Michell started Gays Against Groomers to warn against the sexualization of children and to highlight the fact that not all people who identify as LGBTQ+ support sexual lessons and events geared toward kids. The SPLC condemns Gays Against Groomers for making “amplifying anti-trans and anti-drag messaging key to its online and in-person activity.”
The SPLC dismisses any concern that LGBTQ+ lessons and events might sexualize children and make them vulnerable to abuse. In fact, the report on “Hate and Extremism” trumpets the phenomenon referred to as “Drag Queen Story Hour,” in which scantily clad men in exaggerated feminine dress and makeup read books to children.
“Drag, which often challenges strict adherence to binary gender roles, poses a problem for hate and antigovernment groups because it offers freedom from the restrictive ideologies they espouse,” the SPLC’s R.G. Cravens claims.
He also argues that “drag performs an important role in American democracy in addition to its artistic value,” because “drag artists” can use their platform to “educate people on the importance of voting and other forms of democratic engagement.”
Cravens never admits the sexualized nature of Drag Queen Story Hour. Instead, he demonizes opposition to it by suggesting that it is rooted in hatred. He claims that “the activities of anti-LGBTQ+ groups overlapped with white nationalist, neo-Nazi, antisemitic, and antigovernment groups who targeted LGBTQ+ people and events for intimidation and violent campaigns designed to drive LGBTQ+ people from public life.”
He also suggests that any criticism of drag’s hyper-sexualized interpretation of femininity is rooted in knuckle-dragging misogyny.
“By upending the notion that women are inherently feminine and men are inherently masculine, for example, drag challenges long-held sexist notions that women are a ‘weaker sex’ who should be subservient to men because they are only valuable for procreation,” Cravens writes.
Cravens claims the SPLC tracked “195 incidents of right-wing protesters targeting drag events across the country” in 2023, suggesting these protests were violent. He mentions isolated incidents of real violence unconnected to any of the mainstream organizations the SPLC brands “anti-LGBTQ+ hate groups.”

Extracted rows »
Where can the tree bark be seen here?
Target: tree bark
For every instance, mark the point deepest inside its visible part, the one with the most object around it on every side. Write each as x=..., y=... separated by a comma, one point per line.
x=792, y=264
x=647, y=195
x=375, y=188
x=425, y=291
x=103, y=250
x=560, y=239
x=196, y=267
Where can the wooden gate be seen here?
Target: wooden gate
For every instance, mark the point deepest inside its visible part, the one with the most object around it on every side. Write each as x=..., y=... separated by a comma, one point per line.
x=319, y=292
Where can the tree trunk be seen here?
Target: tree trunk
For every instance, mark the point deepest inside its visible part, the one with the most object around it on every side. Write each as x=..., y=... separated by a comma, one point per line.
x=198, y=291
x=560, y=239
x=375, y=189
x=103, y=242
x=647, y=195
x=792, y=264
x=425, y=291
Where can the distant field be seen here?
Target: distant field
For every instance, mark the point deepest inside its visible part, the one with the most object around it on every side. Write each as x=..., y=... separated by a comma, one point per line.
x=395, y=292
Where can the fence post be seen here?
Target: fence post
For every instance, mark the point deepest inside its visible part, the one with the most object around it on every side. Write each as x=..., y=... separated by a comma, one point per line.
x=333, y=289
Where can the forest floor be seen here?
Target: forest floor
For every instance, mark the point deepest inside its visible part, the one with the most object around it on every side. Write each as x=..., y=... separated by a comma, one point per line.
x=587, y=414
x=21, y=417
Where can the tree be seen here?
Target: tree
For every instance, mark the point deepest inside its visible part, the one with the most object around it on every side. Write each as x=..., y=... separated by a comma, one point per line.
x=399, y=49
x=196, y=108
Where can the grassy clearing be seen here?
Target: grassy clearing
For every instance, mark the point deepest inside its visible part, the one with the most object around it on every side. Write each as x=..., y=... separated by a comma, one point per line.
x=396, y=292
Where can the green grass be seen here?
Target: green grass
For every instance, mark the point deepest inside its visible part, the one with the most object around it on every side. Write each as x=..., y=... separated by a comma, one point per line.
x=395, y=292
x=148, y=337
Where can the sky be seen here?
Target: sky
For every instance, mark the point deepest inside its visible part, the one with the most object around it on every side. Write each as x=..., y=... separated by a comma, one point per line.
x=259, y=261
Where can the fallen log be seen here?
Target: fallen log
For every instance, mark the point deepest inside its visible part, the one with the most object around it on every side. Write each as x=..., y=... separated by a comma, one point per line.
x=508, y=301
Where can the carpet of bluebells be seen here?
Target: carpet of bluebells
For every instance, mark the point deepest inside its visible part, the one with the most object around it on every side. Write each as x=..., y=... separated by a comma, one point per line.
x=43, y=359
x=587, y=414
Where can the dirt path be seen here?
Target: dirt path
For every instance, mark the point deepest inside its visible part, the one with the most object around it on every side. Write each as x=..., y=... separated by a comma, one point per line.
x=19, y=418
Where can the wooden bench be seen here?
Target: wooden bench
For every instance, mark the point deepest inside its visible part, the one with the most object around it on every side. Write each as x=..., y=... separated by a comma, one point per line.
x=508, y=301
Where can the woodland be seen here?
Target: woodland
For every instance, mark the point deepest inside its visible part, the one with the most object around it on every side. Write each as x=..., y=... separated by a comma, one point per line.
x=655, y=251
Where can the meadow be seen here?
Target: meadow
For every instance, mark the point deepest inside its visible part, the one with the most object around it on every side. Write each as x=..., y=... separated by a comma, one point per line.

Exercise requirements »
A - In the passage about the SPLC and drag events, Cravens names the kinds of groups whose activities he says overlapped with those of anti-LGBTQ+ groups. List them.
B - Write a continuation of the passage about the SPLC and drag events, starting after its last sentence.
The rows have no connection to the passage about the SPLC and drag events.

Answers »
A - White nationalist, neo-Nazi, antisemitic, antigovernment

B -
The SPLC again kept many mainstream conservative Christian groups on the list of “anti-LGBTQ+ hate groups,” most notably the law firm Alliance Defending Freedom and the think tank Family Research Council.
Alliance Defending Freedom has won numerous cases at the U.S. Supreme Court, including free speech and religious freedom cases like 303 Creative v. Elenis and Masterpiece Cakeshop v. Colorado Civil Rights Commission. Even Alliance Defending Freedom’s ideological opponents, such as former American Civil Liberties Union President Nadine Strossen, have condemned the SPLC’s smear against the law firm.
Both Alliance Defending Freedom and the Family Research Council have repeatedly debunked the SPLC’s accusations against them, yet the SPLC continues to repeat its claims.
In 2012, the Family Research Council suffered a terrorist attack from a man who used the SPLC “hate map” to target the organization. While the SPLC condemned the attack, it has kept the Family Research Council on the map.
Last year, the SPLC added parental rights groups—including Moms for Liberty—to the “hate map,” in part because they oppose transgender lessons in school.
The SPLC has suffered many scandals. It paid more than $3 million to settle a defamation lawsuit from a Muslim reformer the SPLC had branded an “anti-Muslim extremist” in 2018. It fired its co-founder, Morris Dees, amid a racial discrimination and sexual harassment scandal in 2019. Even so, many legacy media outlets, Democrats, and companies use the SPLC as an arbiter of what is considered “hate.” The Biden administration has repeatedly worked with the SPLC, with a Justice Department division listening to an SPLC briefing on the “hate map.”
The SPLC owes its bread and butter to demonizing conservatives, and no one should take its claims at face value.